Article:

========================

Intensities in Ten Suburbs

Just another weblog

Livebloggin’: The 2009 Video Music Awards

Posted by Andrew Unterberger on September 13, 2009

Kanye Taylor

Amidst a borderline-historic night for quality American Television–the Packers and Broncos, the Phillies and Mets, the season finale of True Blood, the series finale of King of the Hill, reruns of Beef: The MC Battles on FUSE–I still can’t resist the lure of the 26th annual Video Music Awards on MTV. I started off thinking I could suffice with Twitter updates, but quickly realized only a running diary (like last year’s!) would suffice. So I’m backlogged for the first twenty minutes or so from my Twittering, but after that it’s all exclusive shit! Relive the magic with me, won’t you?

9:02: Madonna to give an introductory speech about Michael Jackson. She still looks pretty good for a 63-year-old.

9:06: This MJ eulogy is an extremely weighty way to lead off the VMAs. Whatever happened to Fartman and petulant Rage Against the Machine bassists?

9:12: Janet coming out for “Scream” in MJ dance montage. Very good call, MTV.

9:14: Who keeps inviting Katy Perry to perform at these things? Wasn’t me.

9:18: Russell Brand–I still like him. Good mix of legitimately funny and “funny how much he’s weirding out the audience” funny.

9:22: Wale: Graduated to MTV award show house-band status! He’ll be as big as the Raconteurs in no time!

9:24: Taylor Swift wins amidst heady competition for Best Female Video. Now she’s gonna have to do the false modesty thing.

9:25: “I never actually thought it would happen! I sing country music, so thanks so much for giving me a VMA award!” Not quite sure I see the cause and effect…

9:25: Uh. Kanye jumps the stage to declare Ms. Swift’s win a VMA travesty. “Beyonce made ONE OF THE BEST VIDEOS OF ALL-TIME!!!” Suddenly, Taylor’s false modesty turns very quickly to very real-life humiliation and terror. Beyonce looks positively mortified (albeit slightly flattered) in the audience.

========================

Data block:
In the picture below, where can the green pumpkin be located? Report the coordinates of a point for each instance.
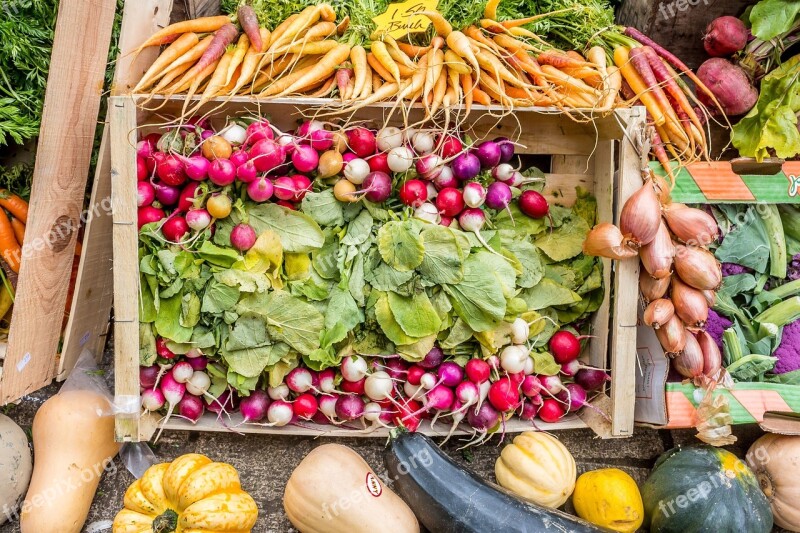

========================

Given instruction 1:
In the liveblog, which performer is said to have won Best Female Video?
Given instruction 2:
Transcribe the passage of the liveblog that begins at the words "9:25: Uh. Kanye" and stops after the words "in the audience.".

Complete output 1:
Taylor Swift

Complete output 2:
9:25: Uh. Kanye jumps the stage to declare Ms. Swift’s win a VMA travesty. “Beyonce made ONE OF THE BEST VIDEOS OF ALL-TIME!!!” Suddenly, Taylor’s false modesty turns very quickly to very real-life humiliation and terror. Beyonce looks positively mortified (albeit slightly flattered) in the audience.